=== Data to use ===
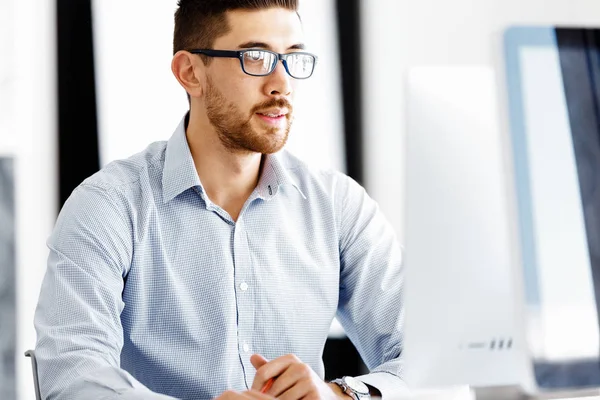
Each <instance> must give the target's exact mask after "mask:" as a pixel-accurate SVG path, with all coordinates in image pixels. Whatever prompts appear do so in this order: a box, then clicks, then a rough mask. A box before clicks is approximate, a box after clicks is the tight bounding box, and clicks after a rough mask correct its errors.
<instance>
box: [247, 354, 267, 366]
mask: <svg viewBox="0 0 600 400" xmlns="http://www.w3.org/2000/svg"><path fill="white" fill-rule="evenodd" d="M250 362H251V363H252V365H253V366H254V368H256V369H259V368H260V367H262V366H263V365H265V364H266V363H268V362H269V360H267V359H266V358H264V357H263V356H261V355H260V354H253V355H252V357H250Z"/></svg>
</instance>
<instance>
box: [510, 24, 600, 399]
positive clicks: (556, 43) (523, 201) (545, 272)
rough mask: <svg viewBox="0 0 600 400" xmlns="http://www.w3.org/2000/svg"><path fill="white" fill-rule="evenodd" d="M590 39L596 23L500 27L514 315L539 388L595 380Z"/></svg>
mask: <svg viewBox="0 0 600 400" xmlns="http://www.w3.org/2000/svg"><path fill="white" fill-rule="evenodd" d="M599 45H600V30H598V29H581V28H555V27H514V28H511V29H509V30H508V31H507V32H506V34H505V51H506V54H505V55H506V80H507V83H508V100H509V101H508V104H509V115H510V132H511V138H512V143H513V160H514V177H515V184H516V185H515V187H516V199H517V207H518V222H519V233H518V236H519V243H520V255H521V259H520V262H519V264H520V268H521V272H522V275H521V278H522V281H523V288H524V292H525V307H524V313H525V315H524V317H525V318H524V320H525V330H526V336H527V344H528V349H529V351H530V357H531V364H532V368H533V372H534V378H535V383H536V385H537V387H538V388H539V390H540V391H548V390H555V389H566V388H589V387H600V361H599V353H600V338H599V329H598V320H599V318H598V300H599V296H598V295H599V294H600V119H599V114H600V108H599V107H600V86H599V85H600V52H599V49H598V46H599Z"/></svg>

=== Your task ===
Could you return the whole listing exactly, images excluded?

=== Task output ===
Each <instance> must give the target's exact mask after "mask:" as a pixel-accurate SVG path, with all coordinates in image pixels. Whatever prompts appear do so in this order: a box, then clicks, then a rough mask. A box before clicks is approximate, a box after clicks is the tight bounding box, and clicks after a rough mask correct its errors.
<instance>
box: [247, 354, 267, 366]
mask: <svg viewBox="0 0 600 400" xmlns="http://www.w3.org/2000/svg"><path fill="white" fill-rule="evenodd" d="M250 362H251V363H252V365H253V366H254V368H256V369H259V368H260V367H262V366H263V365H265V364H266V363H268V362H269V360H267V359H266V358H264V357H263V356H261V355H260V354H253V355H252V357H250Z"/></svg>
</instance>
<instance>
box: [510, 24, 600, 399]
positive clicks: (556, 43) (523, 201) (545, 272)
rough mask: <svg viewBox="0 0 600 400" xmlns="http://www.w3.org/2000/svg"><path fill="white" fill-rule="evenodd" d="M590 39L596 23L500 27L514 315L539 388L595 380Z"/></svg>
mask: <svg viewBox="0 0 600 400" xmlns="http://www.w3.org/2000/svg"><path fill="white" fill-rule="evenodd" d="M599 45H600V30H598V29H581V28H555V27H514V28H511V29H509V30H508V31H507V32H506V34H505V51H506V54H505V55H506V80H507V83H508V100H509V101H508V104H509V115H510V132H511V138H512V143H513V160H514V177H515V184H516V185H515V187H516V199H517V207H518V222H519V233H518V236H519V243H520V255H521V259H520V262H519V264H520V268H521V272H522V275H521V278H522V281H523V288H524V292H525V307H524V313H525V315H524V317H525V318H524V320H525V330H526V336H527V344H528V349H529V351H530V357H531V364H532V368H533V372H534V378H535V383H536V385H537V387H538V388H539V390H540V391H548V390H555V389H566V388H589V387H600V361H599V353H600V338H599V329H598V320H599V318H598V300H599V296H598V295H599V294H600V119H599V114H600V108H599V107H600V86H599V85H600V52H599V49H598V46H599Z"/></svg>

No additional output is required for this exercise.